* begin MATERIAL FOR THIS EXERCISE *

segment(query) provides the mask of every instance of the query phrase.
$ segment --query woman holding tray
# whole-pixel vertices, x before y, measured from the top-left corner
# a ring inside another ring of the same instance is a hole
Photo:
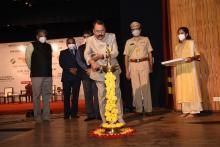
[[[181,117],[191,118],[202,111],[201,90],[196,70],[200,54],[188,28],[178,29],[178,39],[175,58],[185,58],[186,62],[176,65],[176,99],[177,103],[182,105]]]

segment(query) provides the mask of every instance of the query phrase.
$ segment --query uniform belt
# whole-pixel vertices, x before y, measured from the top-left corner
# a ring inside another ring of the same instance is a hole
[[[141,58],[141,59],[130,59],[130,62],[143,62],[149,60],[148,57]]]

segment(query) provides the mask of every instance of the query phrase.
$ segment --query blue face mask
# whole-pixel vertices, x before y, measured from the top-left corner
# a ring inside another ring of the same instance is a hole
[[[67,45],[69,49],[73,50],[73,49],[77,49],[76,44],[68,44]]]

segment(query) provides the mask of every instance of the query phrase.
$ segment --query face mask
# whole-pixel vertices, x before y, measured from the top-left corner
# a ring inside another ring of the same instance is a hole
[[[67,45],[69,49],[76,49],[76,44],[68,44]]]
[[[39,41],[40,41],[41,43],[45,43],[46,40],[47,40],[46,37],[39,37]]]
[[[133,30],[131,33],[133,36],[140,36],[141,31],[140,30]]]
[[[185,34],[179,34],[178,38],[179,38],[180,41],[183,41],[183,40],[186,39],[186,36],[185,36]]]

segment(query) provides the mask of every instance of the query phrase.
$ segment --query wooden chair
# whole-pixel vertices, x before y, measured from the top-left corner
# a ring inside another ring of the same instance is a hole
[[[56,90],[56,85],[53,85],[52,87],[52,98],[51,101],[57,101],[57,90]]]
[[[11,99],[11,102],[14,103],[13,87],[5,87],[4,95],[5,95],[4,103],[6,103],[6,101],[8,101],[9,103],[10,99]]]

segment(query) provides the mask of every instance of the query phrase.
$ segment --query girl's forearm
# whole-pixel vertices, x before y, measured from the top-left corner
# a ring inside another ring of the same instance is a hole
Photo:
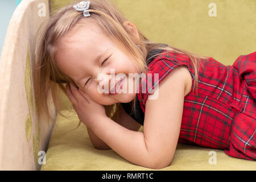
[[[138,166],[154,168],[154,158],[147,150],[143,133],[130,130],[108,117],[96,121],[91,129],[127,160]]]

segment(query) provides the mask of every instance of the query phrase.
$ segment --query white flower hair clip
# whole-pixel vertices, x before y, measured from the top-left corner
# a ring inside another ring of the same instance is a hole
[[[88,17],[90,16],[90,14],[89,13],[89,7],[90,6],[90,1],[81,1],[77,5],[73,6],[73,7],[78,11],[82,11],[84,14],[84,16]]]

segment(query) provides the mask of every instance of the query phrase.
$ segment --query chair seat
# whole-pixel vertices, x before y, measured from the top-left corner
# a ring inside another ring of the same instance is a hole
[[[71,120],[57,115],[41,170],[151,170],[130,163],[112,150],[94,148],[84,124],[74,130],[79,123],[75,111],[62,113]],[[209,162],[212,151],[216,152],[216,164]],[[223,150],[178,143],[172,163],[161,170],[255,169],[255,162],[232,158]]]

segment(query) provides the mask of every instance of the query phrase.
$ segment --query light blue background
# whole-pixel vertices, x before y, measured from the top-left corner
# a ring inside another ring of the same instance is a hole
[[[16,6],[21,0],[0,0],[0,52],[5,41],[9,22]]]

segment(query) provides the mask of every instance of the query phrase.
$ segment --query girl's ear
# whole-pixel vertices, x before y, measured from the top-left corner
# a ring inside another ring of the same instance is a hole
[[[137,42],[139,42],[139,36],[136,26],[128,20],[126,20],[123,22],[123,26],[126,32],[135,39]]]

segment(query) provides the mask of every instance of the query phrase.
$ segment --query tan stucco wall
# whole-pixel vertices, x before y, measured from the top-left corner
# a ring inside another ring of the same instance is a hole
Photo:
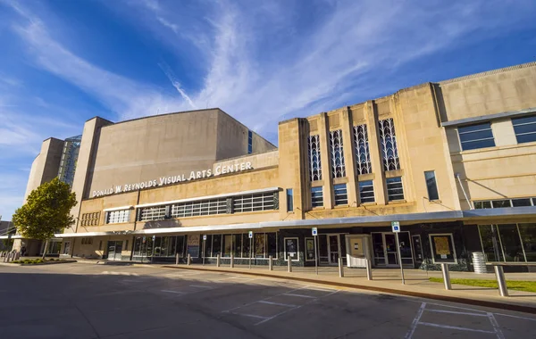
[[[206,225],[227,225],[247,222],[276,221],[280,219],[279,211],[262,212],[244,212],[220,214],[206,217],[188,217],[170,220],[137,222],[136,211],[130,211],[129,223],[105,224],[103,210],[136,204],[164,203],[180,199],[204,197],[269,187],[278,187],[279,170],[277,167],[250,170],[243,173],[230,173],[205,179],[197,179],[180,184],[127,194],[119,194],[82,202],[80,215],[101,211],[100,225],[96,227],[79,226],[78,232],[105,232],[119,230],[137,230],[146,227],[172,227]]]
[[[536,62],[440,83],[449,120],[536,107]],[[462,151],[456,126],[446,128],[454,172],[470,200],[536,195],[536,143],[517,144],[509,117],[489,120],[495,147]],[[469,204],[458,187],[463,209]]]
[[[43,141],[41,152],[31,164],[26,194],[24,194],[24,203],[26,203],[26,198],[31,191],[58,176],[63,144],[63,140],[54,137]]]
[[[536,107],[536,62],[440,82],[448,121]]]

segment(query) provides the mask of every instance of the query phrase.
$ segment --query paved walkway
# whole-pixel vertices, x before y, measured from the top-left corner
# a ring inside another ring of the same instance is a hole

* end MATERIAL FOR THIS EXERCISE *

### GIVEN PROBLEM:
Rewrite the material from its start through the line containing "[[[67,45],[69,49],[73,50],[73,49],[77,49],[76,44],[68,44]]]", swapping "uniform belt" for "waist belt" and keeping everything else the same. Omit the pictures.

### ANSWER:
segment(query) provides the mask of every instance of the query phrase.
$ segment --query woman holding tray
# whole-pixel vertices, x before y, measured from the top-left corner
# a ring inside another ring of the same instance is a hole
Photo:
[[[181,117],[191,118],[202,111],[201,90],[196,70],[200,54],[188,28],[178,29],[178,39],[175,58],[185,58],[186,62],[176,65],[176,99],[177,103],[182,105]]]

segment(query) provides the mask of every instance of the query phrase.
$ segment --query waist belt
# whole-pixel vertices, x before y, measured from the top-left corner
# a ring inside another ring of the same instance is a hole
[[[141,58],[141,59],[130,59],[130,62],[143,62],[149,60],[148,57]]]

segment(query) provides the mask of every instance of the query phrase.
$ segment --query blue face mask
# whole-pixel vertices, x before y, measured from the top-left corner
# a ring inside another ring of the same instance is a hole
[[[67,45],[69,49],[73,50],[73,49],[77,49],[76,44],[68,44]]]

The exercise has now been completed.